## Exercise
What is needed is a faithful copy of all the records.

=== Supplied records ===

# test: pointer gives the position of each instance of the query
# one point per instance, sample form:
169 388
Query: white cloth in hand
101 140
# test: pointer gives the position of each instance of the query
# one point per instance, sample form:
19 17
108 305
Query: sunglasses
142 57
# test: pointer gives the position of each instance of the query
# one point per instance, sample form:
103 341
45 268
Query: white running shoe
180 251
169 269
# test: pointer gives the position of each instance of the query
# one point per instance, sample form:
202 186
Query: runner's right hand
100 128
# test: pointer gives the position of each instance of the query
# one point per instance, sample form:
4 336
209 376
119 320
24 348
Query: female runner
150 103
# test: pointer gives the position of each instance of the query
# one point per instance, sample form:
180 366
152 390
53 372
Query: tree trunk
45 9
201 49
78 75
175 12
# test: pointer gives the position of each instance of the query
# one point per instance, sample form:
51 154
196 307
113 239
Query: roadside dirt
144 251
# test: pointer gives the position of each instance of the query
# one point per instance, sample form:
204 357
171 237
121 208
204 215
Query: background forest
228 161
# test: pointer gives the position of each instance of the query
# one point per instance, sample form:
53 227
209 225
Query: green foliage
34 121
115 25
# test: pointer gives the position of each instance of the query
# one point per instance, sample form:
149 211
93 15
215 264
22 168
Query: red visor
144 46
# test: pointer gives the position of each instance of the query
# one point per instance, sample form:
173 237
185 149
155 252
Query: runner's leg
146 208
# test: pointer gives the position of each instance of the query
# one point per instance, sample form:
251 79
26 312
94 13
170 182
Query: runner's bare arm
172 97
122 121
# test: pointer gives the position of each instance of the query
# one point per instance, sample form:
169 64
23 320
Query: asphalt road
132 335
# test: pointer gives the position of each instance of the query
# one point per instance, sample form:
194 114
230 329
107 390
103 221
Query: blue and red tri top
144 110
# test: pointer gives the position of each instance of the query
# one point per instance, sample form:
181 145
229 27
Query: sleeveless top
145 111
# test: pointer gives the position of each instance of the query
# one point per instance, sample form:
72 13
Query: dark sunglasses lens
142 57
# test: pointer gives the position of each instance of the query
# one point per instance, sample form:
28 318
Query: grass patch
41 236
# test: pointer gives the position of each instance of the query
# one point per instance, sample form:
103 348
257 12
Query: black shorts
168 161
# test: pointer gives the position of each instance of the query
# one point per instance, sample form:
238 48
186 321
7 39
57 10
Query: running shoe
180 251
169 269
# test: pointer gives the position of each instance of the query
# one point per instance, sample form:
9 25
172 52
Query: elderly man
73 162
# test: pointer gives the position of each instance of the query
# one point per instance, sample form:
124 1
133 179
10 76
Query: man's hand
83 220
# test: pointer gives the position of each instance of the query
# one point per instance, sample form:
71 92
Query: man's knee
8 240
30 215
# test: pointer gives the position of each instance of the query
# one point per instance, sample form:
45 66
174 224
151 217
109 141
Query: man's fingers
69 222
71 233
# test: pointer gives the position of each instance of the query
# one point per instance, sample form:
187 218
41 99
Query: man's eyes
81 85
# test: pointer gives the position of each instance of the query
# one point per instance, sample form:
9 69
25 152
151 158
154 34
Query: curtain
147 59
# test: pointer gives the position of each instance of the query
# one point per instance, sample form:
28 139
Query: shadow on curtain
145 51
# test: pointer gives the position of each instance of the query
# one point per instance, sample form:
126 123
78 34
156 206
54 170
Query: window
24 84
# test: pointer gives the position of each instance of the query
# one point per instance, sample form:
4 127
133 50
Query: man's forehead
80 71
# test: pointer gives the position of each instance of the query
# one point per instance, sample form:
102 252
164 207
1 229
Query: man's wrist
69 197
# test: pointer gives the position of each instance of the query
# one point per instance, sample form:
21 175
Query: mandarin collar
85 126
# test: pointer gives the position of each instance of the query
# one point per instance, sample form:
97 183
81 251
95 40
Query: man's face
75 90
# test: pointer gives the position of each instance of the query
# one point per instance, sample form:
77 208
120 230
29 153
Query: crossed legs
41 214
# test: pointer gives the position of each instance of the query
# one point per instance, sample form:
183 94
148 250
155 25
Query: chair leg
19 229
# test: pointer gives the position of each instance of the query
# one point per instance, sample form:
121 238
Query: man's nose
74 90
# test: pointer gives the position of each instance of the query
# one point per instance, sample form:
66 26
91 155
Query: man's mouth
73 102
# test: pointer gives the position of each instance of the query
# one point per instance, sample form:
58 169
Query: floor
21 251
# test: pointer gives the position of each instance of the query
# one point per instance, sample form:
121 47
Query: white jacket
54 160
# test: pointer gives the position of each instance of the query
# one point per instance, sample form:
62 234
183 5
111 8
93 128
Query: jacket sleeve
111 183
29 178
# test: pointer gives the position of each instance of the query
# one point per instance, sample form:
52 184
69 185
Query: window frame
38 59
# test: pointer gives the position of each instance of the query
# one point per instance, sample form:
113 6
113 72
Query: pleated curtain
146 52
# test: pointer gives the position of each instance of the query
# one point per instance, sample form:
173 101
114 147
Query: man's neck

===

## Response area
# test: pointer gives the position of each instance of the query
# one point per instance, sample form:
169 388
Query: white cloth in hand
101 140
# test: pointer gives the position of each instance of the query
# one point per instance, sample form:
19 17
108 305
Query: sunglasses
142 57
# test: pointer gives the position of each instance of the query
# one point per instance, sample form:
103 341
45 268
Query: white running shoe
180 251
169 269
# test: pointer gives the position of each instance of the query
# one point per instance, sample form:
202 186
Query: runner's right hand
100 128
# test: pointer gives the position of each instance of the query
# one point per instance, sample form:
4 336
209 376
119 320
24 348
Query: female runner
150 103
# test: pointer gives the position of each instance of the query
# one point per instance, sample form:
180 366
152 390
53 372
Query: tree trunk
45 9
201 49
78 75
175 12
# test: pointer gives the position of each instance of the query
# one point per instance, sample form:
51 154
196 307
113 239
Query: roadside dirt
144 251
# test: pointer gives the position of each instance of the query
# one point per instance, sample form:
204 357
171 237
121 208
204 215
Query: background forest
228 161
# test: pointer gives the position of each instance of the query
# one point per instance, sample form:
53 227
209 225
Query: green foliage
34 121
115 25
# test: pointer gives the position of each instance of the query
# one point per instance, sample form:
149 211
93 15
215 264
22 168
Query: red visor
144 46
# test: pointer gives the position of each instance of the query
# one point per instance, sample form:
173 237
185 149
155 252
Query: runner's leg
146 208
# test: pointer gives the position of each instance of the query
# one point per instance, sample form:
251 79
26 312
94 13
170 182
Query: runner's bare arm
172 97
122 121
# test: pointer gives the position of each instance of the query
# one point per instance, sample form:
169 64
23 320
Query: asphalt road
132 335
# test: pointer gives the position of each instance of the query
# one point per instance, sample form:
194 114
230 329
107 390
103 221
Query: blue and red tri top
144 110
# test: pointer gives the position of each instance of the query
# one point per instance, sample form:
181 145
229 27
Query: sleeveless top
145 111
# test: pointer gives the position of each instance of the query
# one point per instance, sample form:
72 13
Query: dark sunglasses lens
142 57
# test: pointer gives the position of each instance of the query
# one point per instance, sample form:
28 318
Query: grass patch
41 236
# test: pointer gives the position of each instance of the query
# one point per instance, sample form:
103 348
257 12
Query: black shorts
168 161
# test: pointer gives the position of each instance of the query
# one point per instance, sample form:
238 48
186 321
7 39
57 10
Query: running shoe
180 251
169 269
# test: pointer gives the position of each instance of the query
# one point per instance, sample form:
9 25
172 52
Query: elderly man
73 162
# test: pointer gives the position of each instance of the query
# one point per instance, sample form:
124 1
133 179
10 76
Query: man's hand
83 220
# test: pointer gives the position of each instance of the query
# one point per instance, sample form:
71 92
Query: man's knee
8 240
30 215
# test: pointer gives the position of each instance of the query
# one point per instance, sample form:
45 66
174 224
151 217
109 141
Query: man's fingers
69 222
71 233
# test: pointer gives the position of each instance of the query
# one point per instance, sample form:
187 218
41 99
Query: man's eyes
81 85
# test: pointer gives the position of each instance of the query
# one point per instance, sample form:
9 69
25 152
151 158
154 34
Query: curtain
147 59
# test: pointer gives the position of each instance of the query
# one point per instance, sample form:
28 139
Query: shadow on curtain
145 51
# test: pointer gives the position of each instance of the query
# one point per instance, sample form:
126 123
78 34
156 206
54 170
Query: window
24 84
# test: pointer gives the position of each instance of the query
# one point per instance, sample form:
4 127
133 50
Query: man's forehead
80 71
# test: pointer gives the position of each instance of the query
# one point per instance, sample form:
102 252
164 207
1 229
Query: man's wrist
69 197
# test: pointer gives the position of each instance of the query
# one point per instance, sample form:
21 175
Query: mandarin collar
85 126
# test: pointer gives the position of each instance of the query
# one point per instance, sample form:
97 183
81 251
95 40
Query: man's face
75 90
# test: pointer gives the position of each instance of the query
# one point per instance, sample form:
77 208
120 230
29 153
Query: crossed legs
41 214
# test: pointer gives the position of each instance of the query
# one point per instance, sample form:
183 94
148 250
155 25
Query: chair leg
19 229
# test: pointer gives the position of each instance of the query
# one point per instance, sample form:
121 238
Query: man's nose
74 90
# test: pointer gives the position of each instance of the query
# one point per instance, sample form:
66 26
91 155
Query: man's mouth
73 102
# test: pointer gives the position of each instance of the query
# one point per instance, sample form:
58 169
Query: floor
21 251
# test: pointer gives the position of each instance of the query
# one point per instance, sample form:
121 47
Query: white jacket
54 160
# test: pointer gives the position of each instance of the query
# one point per instance, sample form:
62 234
183 5
111 8
93 128
Query: jacket sleeve
111 183
29 178
# test: pointer gives the position of each instance of the query
# one point per instance, sample form:
52 184
69 185
Query: window frame
38 59
# test: pointer gives the position of each instance of the query
# one point per instance, sample form:
113 6
113 72
Query: pleated curtain
146 52
# test: pointer gives the position of each instance of the query
# one point per instance, sample form:
173 101
114 147
Query: man's neck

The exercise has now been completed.